### Stated task
Convert the material below into a numbered list, from the line with "Return a bounding box for every embedded" up to and including the line with "Return a bounding box for every stone", omitting blank lines and the pictures.

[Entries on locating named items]
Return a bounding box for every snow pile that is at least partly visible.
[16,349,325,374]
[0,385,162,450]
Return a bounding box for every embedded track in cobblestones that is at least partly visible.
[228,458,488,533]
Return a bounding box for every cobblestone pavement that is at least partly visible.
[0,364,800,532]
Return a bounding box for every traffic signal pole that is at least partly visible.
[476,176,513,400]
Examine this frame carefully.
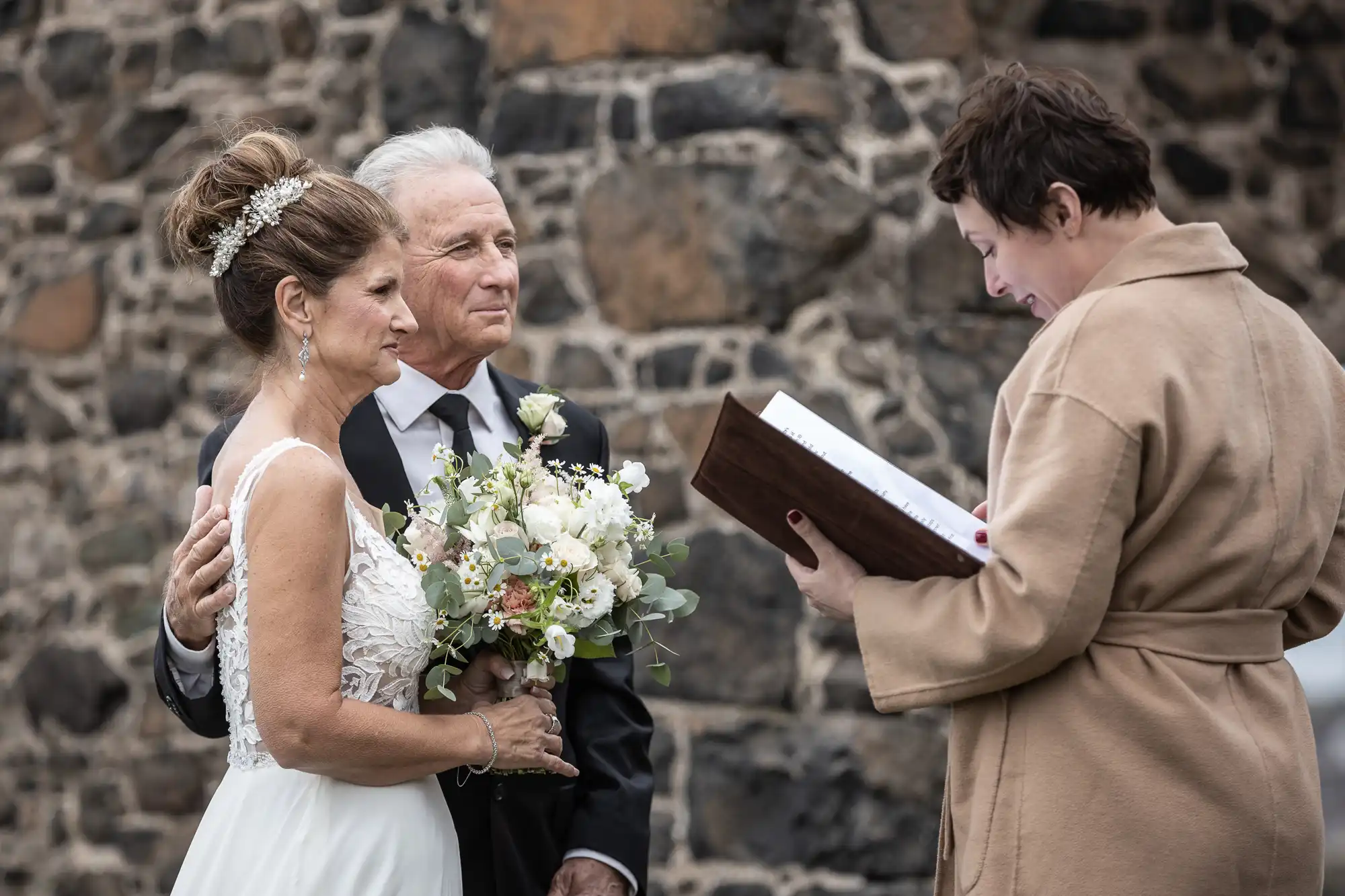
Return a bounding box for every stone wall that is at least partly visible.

==

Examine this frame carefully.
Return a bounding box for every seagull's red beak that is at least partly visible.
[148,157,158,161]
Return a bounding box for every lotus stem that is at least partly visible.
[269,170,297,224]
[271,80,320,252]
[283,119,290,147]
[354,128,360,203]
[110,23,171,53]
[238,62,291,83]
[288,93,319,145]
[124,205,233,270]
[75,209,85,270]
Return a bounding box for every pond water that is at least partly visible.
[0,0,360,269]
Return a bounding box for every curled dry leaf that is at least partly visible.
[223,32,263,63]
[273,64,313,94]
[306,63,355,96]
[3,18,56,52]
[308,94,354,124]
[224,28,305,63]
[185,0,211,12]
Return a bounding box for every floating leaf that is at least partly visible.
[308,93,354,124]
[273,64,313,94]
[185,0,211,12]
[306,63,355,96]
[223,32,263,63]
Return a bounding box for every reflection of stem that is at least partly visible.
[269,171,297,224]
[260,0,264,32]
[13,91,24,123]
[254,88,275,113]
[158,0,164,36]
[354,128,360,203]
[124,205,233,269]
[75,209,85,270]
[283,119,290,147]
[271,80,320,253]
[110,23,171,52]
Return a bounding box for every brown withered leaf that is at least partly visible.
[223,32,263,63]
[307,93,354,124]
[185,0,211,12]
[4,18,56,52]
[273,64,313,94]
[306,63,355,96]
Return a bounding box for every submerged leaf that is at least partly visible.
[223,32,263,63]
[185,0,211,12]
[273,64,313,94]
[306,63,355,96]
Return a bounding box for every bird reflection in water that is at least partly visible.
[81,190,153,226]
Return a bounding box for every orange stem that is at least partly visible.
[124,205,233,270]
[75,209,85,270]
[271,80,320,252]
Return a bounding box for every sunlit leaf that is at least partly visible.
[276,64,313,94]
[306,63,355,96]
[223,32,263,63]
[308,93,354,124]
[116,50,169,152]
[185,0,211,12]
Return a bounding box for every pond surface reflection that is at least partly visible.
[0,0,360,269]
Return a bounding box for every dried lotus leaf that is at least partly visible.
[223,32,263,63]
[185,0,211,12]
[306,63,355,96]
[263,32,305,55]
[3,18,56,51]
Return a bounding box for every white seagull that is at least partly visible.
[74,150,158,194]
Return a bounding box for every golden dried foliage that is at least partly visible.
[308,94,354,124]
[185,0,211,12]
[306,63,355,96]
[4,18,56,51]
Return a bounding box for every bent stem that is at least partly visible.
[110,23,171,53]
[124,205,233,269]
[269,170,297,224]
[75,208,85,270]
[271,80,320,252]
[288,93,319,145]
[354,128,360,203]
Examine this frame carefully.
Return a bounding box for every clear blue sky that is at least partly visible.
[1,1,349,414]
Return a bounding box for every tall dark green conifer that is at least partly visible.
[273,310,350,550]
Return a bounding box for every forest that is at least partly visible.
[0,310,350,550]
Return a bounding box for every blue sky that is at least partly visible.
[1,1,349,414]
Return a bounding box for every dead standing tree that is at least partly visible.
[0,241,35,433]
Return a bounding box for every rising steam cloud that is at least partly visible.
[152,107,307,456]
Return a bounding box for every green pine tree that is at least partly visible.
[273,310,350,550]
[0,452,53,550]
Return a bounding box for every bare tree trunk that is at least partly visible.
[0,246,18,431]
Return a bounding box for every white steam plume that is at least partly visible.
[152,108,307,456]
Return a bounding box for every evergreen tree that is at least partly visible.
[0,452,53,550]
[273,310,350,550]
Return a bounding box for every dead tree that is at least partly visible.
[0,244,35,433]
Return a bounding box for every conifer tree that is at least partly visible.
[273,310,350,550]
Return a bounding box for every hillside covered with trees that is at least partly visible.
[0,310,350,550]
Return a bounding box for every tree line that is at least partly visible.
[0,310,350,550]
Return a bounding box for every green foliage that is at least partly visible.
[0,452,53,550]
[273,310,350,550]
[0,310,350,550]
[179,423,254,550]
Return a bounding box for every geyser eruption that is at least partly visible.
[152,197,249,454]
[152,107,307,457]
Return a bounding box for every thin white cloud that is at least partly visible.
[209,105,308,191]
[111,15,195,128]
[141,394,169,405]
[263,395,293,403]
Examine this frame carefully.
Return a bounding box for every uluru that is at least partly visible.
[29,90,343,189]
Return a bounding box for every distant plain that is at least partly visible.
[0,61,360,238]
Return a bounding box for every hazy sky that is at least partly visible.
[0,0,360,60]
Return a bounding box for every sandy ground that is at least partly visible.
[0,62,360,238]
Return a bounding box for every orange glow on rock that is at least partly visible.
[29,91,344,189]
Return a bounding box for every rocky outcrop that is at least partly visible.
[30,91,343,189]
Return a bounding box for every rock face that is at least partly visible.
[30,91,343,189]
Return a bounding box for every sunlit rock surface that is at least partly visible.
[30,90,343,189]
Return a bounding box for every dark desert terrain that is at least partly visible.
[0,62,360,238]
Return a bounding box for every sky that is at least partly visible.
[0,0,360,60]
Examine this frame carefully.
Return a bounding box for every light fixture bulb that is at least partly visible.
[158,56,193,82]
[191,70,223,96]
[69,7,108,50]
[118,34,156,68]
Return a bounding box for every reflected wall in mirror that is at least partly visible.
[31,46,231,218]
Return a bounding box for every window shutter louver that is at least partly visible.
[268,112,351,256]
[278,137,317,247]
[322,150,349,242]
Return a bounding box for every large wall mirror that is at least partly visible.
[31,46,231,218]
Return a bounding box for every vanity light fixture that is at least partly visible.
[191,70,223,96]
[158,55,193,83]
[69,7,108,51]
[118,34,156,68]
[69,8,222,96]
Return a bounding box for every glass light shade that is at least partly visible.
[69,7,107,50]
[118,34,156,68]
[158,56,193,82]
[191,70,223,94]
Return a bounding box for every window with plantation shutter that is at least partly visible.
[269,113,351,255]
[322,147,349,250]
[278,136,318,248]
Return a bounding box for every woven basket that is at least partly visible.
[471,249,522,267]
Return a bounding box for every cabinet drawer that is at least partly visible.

---

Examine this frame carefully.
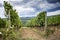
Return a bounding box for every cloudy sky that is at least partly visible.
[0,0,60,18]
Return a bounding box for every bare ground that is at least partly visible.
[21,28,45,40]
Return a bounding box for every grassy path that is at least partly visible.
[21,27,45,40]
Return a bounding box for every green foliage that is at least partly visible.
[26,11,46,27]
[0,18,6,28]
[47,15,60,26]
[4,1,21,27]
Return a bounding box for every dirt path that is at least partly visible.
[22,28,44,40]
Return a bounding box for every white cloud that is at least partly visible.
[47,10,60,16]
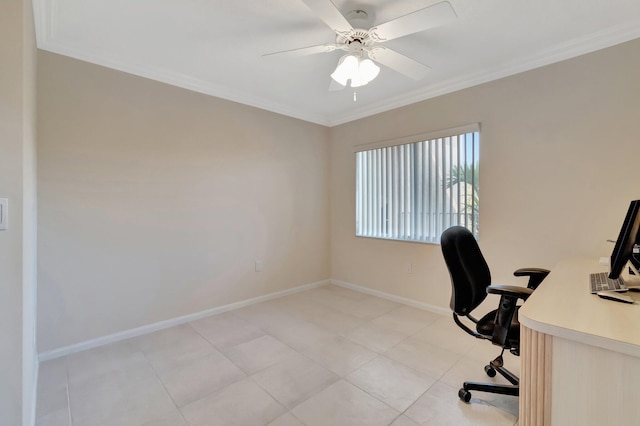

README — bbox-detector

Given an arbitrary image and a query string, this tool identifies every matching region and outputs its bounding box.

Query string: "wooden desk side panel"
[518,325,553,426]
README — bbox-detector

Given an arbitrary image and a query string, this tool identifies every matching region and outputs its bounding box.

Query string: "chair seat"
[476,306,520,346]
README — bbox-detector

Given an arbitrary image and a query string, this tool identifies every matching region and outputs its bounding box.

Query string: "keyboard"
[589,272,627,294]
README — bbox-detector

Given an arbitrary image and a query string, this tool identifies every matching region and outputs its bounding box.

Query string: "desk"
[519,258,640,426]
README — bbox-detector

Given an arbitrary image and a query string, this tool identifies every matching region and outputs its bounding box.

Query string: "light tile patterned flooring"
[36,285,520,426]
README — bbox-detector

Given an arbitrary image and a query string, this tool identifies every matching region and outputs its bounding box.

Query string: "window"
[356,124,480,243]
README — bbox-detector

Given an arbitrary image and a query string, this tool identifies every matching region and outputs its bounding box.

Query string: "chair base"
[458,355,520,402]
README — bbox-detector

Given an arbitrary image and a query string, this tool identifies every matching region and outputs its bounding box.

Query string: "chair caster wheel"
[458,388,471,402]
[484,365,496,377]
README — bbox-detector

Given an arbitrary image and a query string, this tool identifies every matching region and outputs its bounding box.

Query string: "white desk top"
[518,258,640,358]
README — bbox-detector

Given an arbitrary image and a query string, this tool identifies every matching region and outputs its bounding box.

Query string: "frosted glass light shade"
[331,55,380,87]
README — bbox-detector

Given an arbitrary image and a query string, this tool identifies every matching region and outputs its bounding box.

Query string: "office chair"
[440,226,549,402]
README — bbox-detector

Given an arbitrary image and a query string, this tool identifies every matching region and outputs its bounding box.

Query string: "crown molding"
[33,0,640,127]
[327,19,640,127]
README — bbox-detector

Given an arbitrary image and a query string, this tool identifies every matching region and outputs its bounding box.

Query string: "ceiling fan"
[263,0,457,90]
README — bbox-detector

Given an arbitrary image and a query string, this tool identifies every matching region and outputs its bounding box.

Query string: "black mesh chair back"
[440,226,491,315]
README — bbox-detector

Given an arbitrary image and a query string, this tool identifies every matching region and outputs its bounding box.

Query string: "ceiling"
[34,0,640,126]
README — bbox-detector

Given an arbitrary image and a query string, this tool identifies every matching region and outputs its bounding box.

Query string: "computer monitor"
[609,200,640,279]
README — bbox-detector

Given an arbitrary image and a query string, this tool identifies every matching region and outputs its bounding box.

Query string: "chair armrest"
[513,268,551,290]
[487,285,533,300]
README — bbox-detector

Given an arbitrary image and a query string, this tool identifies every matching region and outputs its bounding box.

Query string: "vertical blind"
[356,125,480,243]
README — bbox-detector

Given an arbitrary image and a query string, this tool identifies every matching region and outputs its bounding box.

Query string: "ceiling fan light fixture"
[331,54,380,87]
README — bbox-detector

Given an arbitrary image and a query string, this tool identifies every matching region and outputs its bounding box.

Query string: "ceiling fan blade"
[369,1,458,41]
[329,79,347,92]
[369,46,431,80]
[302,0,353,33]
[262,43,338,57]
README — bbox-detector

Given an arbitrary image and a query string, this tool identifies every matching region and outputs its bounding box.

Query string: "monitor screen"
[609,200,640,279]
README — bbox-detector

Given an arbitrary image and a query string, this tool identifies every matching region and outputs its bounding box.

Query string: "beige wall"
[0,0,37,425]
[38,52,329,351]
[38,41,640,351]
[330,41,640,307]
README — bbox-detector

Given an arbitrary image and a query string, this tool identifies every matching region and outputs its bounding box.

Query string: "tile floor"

### Output for this task
1. Return a bounding box for every embedded track in cobblestones that is at least partly visible.
2. [228,458,488,533]
3. Return a bounding box for every cobblestone pavement that is at least partly visible.
4. [0,364,800,532]
5. Return a bounding box for every traffic signal pole that is at least partly visible.
6. [476,176,513,400]
7. Examine this frame carefully.
8. Return a bounding box for every stone wall that is at least partly visible.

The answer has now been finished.